Exercises:
• A. What do the recently developed throw models predict, according to the debris throw abstract?
• B. From the debris throw abstract, pull out the passage starting with "Model predictions typically" and going on through "taken into account.".
• C. Summarize the debris throw abstract in two sentences.

Document segment:
----

The application of debris and fragment throw models in risk assessment methodologies

The throw of debris and fragments is often a dominant effect in explosion events. Models to quantify this effect are therefore of great importance for consequence analysis and risk assessment methodologies. Recently much effort has been expended to develop throw models related to detonations in reinforced concrete ammunition magazines (Klotz Group Engineering Tool and Software), and stacks of ammunition shells (stack fragment throw model). These models are currently being further developed by using/including new test results and insights. At the same time attention is given to the implementation of these models in risk assessment methodologies. This is the subject of the current paper.
Model predictions typically involve large numbers of numerical trajectory calculations. The initial conditions for these calculations are related to the distributions of projectile mass, velocity and angle. For risk assessment purposes it is necessary to limit the calculation time for an explosive event, since many so-called ‘donors’ have to be taken into account.
Dependent on the regime various simplifications can be applied. One of these simplifications is the horizontal drag approximation, an approximation to the equations of motion which is valid for wall debris with up to moderate launch velocities. Besides possibilities for efficient calculation, this approximation also provides the physical explanation for the scaling of existing QD-relations. Results, using this simplification have been compared to experimental data.
The recently developed throw models predict the projectile density in a horizontal plane, to enable direct comparison with pick-up test data. For risk assessment however, the number of hits at persons and structures is relevant. Different approaches to quantify these numbers are discussed in the paper.

----

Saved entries

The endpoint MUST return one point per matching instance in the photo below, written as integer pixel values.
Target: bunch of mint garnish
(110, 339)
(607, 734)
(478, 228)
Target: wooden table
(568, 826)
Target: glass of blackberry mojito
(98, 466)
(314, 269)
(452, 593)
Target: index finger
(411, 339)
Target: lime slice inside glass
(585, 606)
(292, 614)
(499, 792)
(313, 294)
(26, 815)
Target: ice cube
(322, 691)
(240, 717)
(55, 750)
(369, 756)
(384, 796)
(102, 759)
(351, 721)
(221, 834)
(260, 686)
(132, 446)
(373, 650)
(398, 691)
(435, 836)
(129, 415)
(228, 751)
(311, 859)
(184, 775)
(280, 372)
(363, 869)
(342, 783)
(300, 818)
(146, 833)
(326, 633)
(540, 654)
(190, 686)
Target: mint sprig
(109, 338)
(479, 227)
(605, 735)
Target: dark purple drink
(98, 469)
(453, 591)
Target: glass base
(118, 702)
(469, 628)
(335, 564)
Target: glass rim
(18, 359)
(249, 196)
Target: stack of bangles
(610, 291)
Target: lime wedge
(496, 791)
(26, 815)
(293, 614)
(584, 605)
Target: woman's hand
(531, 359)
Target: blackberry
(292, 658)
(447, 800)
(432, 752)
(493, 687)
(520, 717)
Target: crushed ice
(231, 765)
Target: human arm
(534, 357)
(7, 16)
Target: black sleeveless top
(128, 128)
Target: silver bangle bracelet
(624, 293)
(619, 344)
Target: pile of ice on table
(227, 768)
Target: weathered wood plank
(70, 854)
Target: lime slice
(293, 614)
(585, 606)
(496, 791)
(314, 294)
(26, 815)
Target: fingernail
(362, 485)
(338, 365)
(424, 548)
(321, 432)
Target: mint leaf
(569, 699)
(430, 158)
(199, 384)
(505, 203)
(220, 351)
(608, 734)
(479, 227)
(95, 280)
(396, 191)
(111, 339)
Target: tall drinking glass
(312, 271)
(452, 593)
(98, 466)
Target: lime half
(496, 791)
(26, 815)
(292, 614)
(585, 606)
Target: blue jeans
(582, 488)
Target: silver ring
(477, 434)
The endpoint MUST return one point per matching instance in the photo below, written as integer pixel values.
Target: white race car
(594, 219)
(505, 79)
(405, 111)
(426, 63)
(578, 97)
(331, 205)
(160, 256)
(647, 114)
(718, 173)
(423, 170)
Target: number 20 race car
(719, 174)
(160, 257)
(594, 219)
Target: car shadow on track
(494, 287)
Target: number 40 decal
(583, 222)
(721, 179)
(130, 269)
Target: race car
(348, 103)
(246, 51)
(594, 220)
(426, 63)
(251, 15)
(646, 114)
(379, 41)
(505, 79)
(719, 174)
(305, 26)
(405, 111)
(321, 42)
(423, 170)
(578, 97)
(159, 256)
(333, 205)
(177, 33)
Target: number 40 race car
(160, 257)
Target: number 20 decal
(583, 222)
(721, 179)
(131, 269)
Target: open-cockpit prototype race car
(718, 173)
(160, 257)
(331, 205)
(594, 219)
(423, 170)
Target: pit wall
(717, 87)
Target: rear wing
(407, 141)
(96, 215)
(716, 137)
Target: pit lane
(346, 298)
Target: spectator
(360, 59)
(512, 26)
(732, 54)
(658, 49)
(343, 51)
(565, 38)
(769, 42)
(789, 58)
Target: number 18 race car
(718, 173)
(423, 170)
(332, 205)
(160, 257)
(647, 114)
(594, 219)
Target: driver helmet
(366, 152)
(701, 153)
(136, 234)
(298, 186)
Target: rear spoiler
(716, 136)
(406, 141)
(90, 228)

----

Outputs in order:
• A. They predict the projectile density in a horizontal plane.

• B.
Model predictions typically involve large numbers of numerical trajectory calculations. The initial conditions for these calculations are related to the distributions of projectile mass, velocity and angle. For risk assessment purposes it is necessary to limit the calculation time for an explosive event, since many so-called ‘donors’ have to be taken into account.

• C. Throw models for detonations in reinforced concrete ammunition magazines and in stacks of ammunition shells are being further developed and put into risk assessment methodologies. Since risk assessment must limit calculation time, simplifications such as the horizontal drag approximation are used, and the paper discusses ways to quantify the number of hits at persons and structures.